▶ **Exercise directions**: Exact repetition of the whole listing is what this exercise asks for.

▶ **Extracted records**:
»»
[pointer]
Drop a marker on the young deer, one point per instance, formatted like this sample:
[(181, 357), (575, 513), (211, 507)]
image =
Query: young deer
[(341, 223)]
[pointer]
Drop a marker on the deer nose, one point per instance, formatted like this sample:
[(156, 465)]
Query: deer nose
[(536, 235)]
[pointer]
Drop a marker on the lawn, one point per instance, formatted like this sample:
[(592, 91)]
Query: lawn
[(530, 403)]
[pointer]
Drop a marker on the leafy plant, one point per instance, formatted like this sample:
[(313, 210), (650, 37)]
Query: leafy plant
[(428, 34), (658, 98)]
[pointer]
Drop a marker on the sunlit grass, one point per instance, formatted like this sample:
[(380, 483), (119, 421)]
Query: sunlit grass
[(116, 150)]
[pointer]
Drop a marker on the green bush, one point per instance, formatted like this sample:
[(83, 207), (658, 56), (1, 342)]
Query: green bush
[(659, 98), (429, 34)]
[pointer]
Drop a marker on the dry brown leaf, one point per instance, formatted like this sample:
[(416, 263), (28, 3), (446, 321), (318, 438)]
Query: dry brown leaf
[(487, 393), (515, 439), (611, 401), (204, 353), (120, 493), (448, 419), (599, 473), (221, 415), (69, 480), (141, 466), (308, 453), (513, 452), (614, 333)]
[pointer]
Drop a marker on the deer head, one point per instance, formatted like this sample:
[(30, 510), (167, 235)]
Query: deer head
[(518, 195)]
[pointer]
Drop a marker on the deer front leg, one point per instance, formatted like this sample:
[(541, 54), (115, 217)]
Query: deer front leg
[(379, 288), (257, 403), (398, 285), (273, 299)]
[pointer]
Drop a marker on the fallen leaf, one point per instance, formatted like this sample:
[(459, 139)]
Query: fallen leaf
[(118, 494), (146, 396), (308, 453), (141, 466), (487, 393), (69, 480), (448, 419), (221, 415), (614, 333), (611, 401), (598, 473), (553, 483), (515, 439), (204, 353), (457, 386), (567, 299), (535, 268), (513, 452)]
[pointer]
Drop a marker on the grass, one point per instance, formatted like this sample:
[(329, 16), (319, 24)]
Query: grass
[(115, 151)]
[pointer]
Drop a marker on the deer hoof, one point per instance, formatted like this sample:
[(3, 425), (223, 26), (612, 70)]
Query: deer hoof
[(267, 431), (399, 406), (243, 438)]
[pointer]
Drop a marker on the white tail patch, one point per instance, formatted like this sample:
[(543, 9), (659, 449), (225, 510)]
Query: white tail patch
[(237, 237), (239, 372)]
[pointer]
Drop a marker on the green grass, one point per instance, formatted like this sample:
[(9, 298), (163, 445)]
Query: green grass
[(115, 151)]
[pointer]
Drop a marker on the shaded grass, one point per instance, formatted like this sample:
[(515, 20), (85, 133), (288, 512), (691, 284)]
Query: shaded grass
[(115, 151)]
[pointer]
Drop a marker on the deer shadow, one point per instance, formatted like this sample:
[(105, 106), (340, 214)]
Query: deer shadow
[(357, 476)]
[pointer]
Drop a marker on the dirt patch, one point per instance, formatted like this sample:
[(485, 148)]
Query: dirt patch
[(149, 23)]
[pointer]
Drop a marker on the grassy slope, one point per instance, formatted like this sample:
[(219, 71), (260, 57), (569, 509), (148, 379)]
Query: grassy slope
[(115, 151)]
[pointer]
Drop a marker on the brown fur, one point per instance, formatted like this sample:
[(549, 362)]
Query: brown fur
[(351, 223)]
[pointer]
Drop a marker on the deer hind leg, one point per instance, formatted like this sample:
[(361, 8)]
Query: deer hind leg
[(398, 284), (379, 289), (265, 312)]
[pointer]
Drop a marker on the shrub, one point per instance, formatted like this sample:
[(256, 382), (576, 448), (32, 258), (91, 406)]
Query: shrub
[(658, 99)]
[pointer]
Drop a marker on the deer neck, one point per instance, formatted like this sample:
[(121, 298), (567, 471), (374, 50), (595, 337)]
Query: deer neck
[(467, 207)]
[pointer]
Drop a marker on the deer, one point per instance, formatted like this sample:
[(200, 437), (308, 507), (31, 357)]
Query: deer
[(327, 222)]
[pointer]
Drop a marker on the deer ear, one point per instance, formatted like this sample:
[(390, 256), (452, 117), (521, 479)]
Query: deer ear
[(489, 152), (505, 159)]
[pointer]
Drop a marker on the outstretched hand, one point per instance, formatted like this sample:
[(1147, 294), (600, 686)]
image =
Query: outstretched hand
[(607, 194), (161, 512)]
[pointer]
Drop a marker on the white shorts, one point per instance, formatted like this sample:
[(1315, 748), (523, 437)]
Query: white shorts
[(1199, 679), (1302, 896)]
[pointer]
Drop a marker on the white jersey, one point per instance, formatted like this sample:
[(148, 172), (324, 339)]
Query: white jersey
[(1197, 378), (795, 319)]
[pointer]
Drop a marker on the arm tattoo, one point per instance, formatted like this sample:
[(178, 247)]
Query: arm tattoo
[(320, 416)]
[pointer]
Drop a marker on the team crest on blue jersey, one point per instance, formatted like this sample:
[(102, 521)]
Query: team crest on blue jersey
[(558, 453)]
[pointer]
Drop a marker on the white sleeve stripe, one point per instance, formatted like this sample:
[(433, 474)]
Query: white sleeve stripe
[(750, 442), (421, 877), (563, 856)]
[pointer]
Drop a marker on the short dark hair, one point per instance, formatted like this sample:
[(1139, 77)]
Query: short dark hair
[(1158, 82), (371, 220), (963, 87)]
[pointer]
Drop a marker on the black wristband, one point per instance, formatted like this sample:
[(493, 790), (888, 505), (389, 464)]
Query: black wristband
««
▶ **Answer area**:
[pointer]
Drop a marker on the young deer, one point per instance, formatted like this sample:
[(181, 357), (575, 513), (211, 507)]
image =
Query: young deer
[(341, 223)]
[pointer]
Drop a marker on the deer nose, one point per instance, formatted like this sample:
[(156, 465)]
Query: deer nose
[(536, 235)]
[pointer]
Drop a marker on the lawn, one point per instance, formatted like this sample:
[(592, 91)]
Query: lawn
[(530, 403)]
[pointer]
Drop a marker on the leafy plant, one point per instance, formatted like this sample:
[(313, 210), (650, 37)]
Query: leafy plant
[(428, 34), (658, 98)]
[pointer]
Drop a marker on the sunlit grass, one point per instance, formatted like this sample:
[(380, 483), (119, 421)]
Query: sunlit grass
[(116, 150)]
[pointer]
Drop a marker on the green bush, one point per instance, formatted like this sample:
[(83, 207), (658, 56), (1, 342)]
Query: green bush
[(659, 98), (429, 34)]
[pointer]
Drop a marker on the dry brown leaf, one point per instance, formatted like this sample:
[(416, 263), (28, 3), (446, 321), (318, 438)]
Query: dry brown leaf
[(487, 393), (515, 439), (611, 401), (204, 353), (120, 493), (448, 419), (599, 473), (221, 415), (69, 480), (141, 466), (308, 453), (513, 452), (614, 333)]
[pointer]
Drop a marker on the deer head, one point per instance, formatted like this sample:
[(30, 510), (167, 235)]
Query: deer head
[(518, 195)]
[pointer]
Drop a marker on the deer front leg, one point per instance, formatted like this sample:
[(541, 54), (115, 217)]
Query: deer front leg
[(379, 288), (257, 403), (398, 285), (273, 299)]
[pointer]
Drop a marker on the fallen leaf, one point per instance, formatted like this sample:
[(459, 139)]
Query: fallen leaf
[(118, 494), (146, 396), (308, 453), (141, 466), (487, 393), (69, 480), (448, 419), (221, 415), (614, 333), (611, 401), (598, 473), (553, 483), (515, 439), (204, 353), (457, 386), (567, 299), (535, 268), (513, 452)]
[pointer]
Drop a marker on the grass, one point per instance, formatted like this sample:
[(329, 16), (319, 24)]
Query: grass
[(115, 151)]
[pointer]
Drop a marker on the deer hoof, one point per instance, formatted like this sample:
[(3, 425), (223, 26), (612, 70)]
Query: deer hoof
[(267, 431), (399, 406), (243, 438)]
[pointer]
Drop a marker on the white tail patch, one point per instance, formatted like this sample:
[(543, 9), (659, 449), (225, 510)]
Query: white tail patch
[(237, 237), (239, 372)]
[pointer]
Drop a marker on the green grass, one point per instance, formatted like this sample:
[(9, 298), (163, 445)]
Query: green grass
[(115, 151)]
[pointer]
Drop a marker on the shaded grass, one point per instance, formatted like this sample:
[(515, 20), (85, 133), (288, 512), (691, 284)]
Query: shaded grass
[(115, 151)]
[pointer]
Drop a marker on the deer shadow, one point per instance, formatted like this sample:
[(105, 106), (340, 214)]
Query: deer shadow
[(357, 476)]
[pointer]
Drop a marker on the dirt patch, one point per instance, formatted like this sample:
[(485, 148)]
Query: dirt patch
[(149, 23)]
[pointer]
Drop a marker on the grassy slope, one point per instance, formatted like this sample:
[(219, 71), (260, 57), (569, 509), (148, 379)]
Query: grassy slope
[(115, 151)]
[pointer]
Drop a marker on the brown fur, one point per instance, formatted like this sample:
[(549, 362)]
Query: brown fur
[(351, 223)]
[pointer]
Drop a marker on the deer hind leg, one point per instance, formatted like this sample:
[(361, 8)]
Query: deer hind leg
[(398, 284), (379, 289), (265, 312)]
[pointer]
Drop a marker on the shrub, one point per instance, formatted like this sample:
[(256, 382), (576, 448), (32, 258), (91, 406)]
Query: shrub
[(658, 99)]
[pointer]
Drop a marker on the deer neck, one point per instance, formatted like this sample:
[(121, 298), (567, 471), (374, 50), (595, 337)]
Query: deer neck
[(467, 207)]
[pointer]
Drop a marker on the deer, one point per instance, formatted like this sample:
[(200, 437), (308, 507), (31, 357)]
Query: deer
[(327, 222)]
[pointer]
Drop a marker on the deer ear, one point per instance, formatted like this sample:
[(390, 256), (452, 117), (521, 479)]
Query: deer ear
[(489, 152), (505, 159)]
[pointer]
Drop a marker on the outstretched hand, one point per instance, formatted like this sample:
[(1147, 294), (600, 686)]
image =
Query: outstretched hand
[(607, 194), (161, 512)]
[pointer]
Drop a marker on the white shorts, one point per instance, formatted like this sample:
[(1315, 748), (523, 437)]
Query: white shorts
[(1199, 679), (1302, 896)]
[pointer]
Drop a marker on the white jersey, one point per instance, formatted like this sample:
[(148, 172), (324, 339)]
Query: white jersey
[(1197, 378), (795, 319)]
[pointer]
Drop a marker on the arm tattoo, one point per instance, formatted like this sample:
[(178, 247)]
Query: arm tattoo
[(320, 416)]
[pointer]
Drop a marker on the team crest on blue jersey, one point per instance, formatted like this sample:
[(102, 521)]
Query: team crest on blue jersey
[(558, 453)]
[pointer]
Drop a marker on the white sleeve stripe, one point per instance, formatted like this sample:
[(433, 474)]
Query: white sleeve stripe
[(750, 442), (421, 877), (563, 856)]
[pointer]
Drop a marker on the short dark hair, one point per instance, formatted like this sample:
[(1139, 77)]
Query: short dark hair
[(1158, 82), (371, 220), (963, 87)]
[pointer]
Drop a marker on the black wristband, one point per instance, formatted like this sample:
[(493, 790), (888, 505), (389, 464)]
Query: black wristband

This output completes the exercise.